Minister of Health
- In office 16 June 1932 – 3 October 1932
- President: Provisional Governments Carlos Dávila (acting) Bartolomé Blanche (acting)
- Preceded by: Oscar Cifuentes
- Succeeded by: Javier Castro Oliveira

Personal details
- Born: 31 March 1897 Santiago, Chile
- Died: 1953 (aged 55–56) Santiago, Chile
- Party: Democratic Party
- Spouse: Guadalupe Fernández
- Children: 6
- Education: University of Chile (B.Sc)
- Profession: Physician

= Alfonso Quijano Olivares =

Chilean politician

Alfonso Quijano Olivares (31 March 1897 – 1953) was a Chilean physician, surgeon and politician who was a member of the Democratic Party.

He served as Minister of Public Health during the so-called Socialist Republic of Chile, under the administration of Carlos Dávila, and subsequently under the provisional administration of General Bartolomé Blanche between June and October 1932.

== Early life ==
Quijano was born in San Javier, Chile, on 31 March 1897, the son of Francisco Quijano and Jovita Olivares. He studied at the School of Medicine of the University of Chile, graduating as a physician and surgeon. He later undertook specialist studies in tuberculosis.

::::::::

◆ Required actions ◆
1: Reproduce the stretch of the Quijano biography from "- Profession: Physician" through "and October 1932." word for word.
2: Answer these questions using the Quijano biography.
(a) Who preceded him as Minister of Health?
(b) What was his spouse's name?
(c) In what disease did he undertake specialist studies?

Stored data entries:

::::::::

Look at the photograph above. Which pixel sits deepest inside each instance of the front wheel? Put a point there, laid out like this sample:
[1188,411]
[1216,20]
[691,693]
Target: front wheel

::::::::

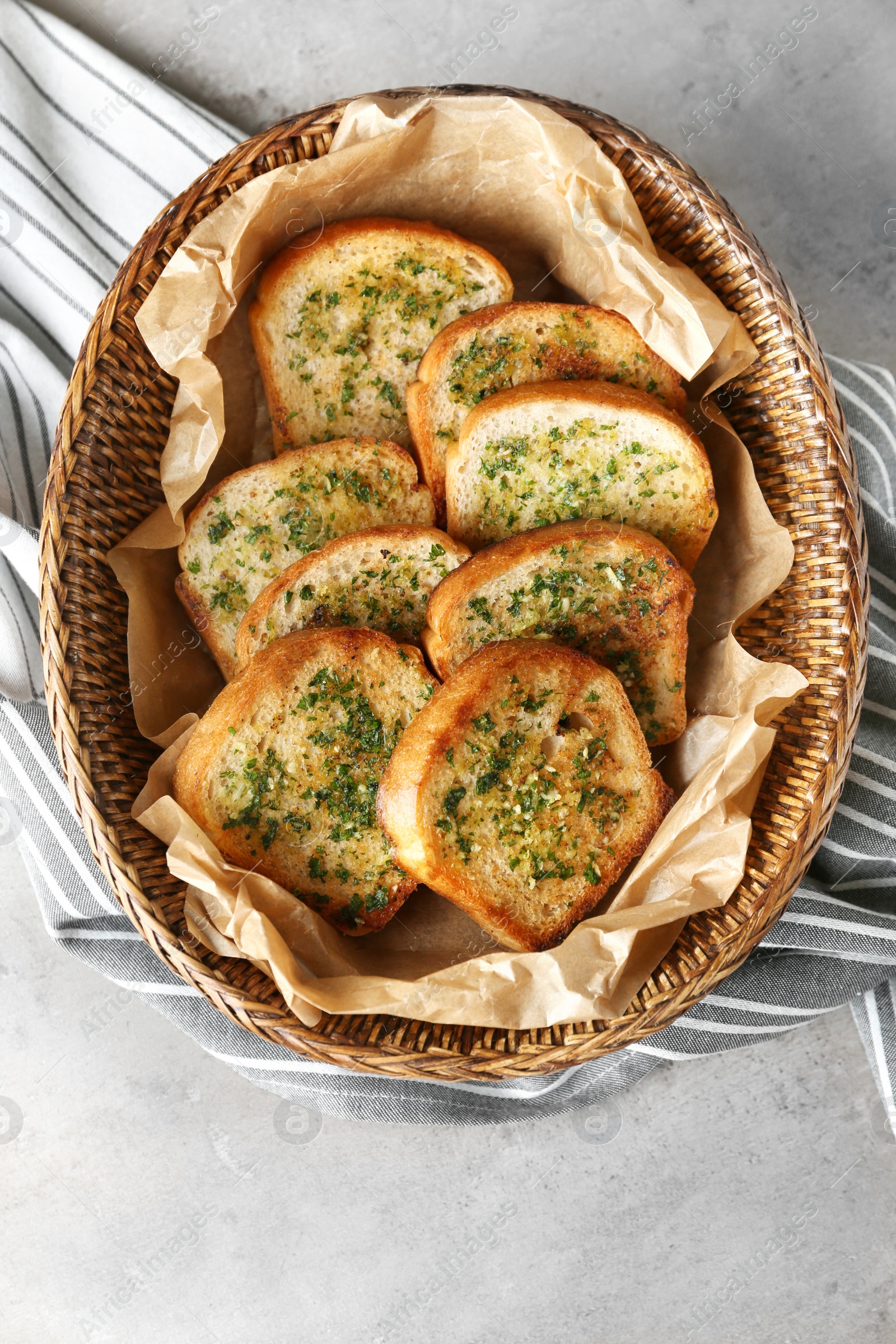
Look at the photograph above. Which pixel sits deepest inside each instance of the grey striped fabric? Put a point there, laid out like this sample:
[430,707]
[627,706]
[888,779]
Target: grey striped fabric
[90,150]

::::::::

◆ Task-by-task outputs ◆
1:
- Profession: Physician

= Alfonso Quijano Olivares =

Chilean politician

Alfonso Quijano Olivares (31 March 1897 – 1953) was a Chilean physician, surgeon and politician who was a member of the Democratic Party.

He served as Minister of Public Health during the so-called Socialist Republic of Chile, under the administration of Carlos Dávila, and subsequently under the provisional administration of General Bartolomé Blanche between June and October 1932.

2:
(a) Oscar Cifuentes
(b) Guadalupe Fernández
(c) Tuberculosis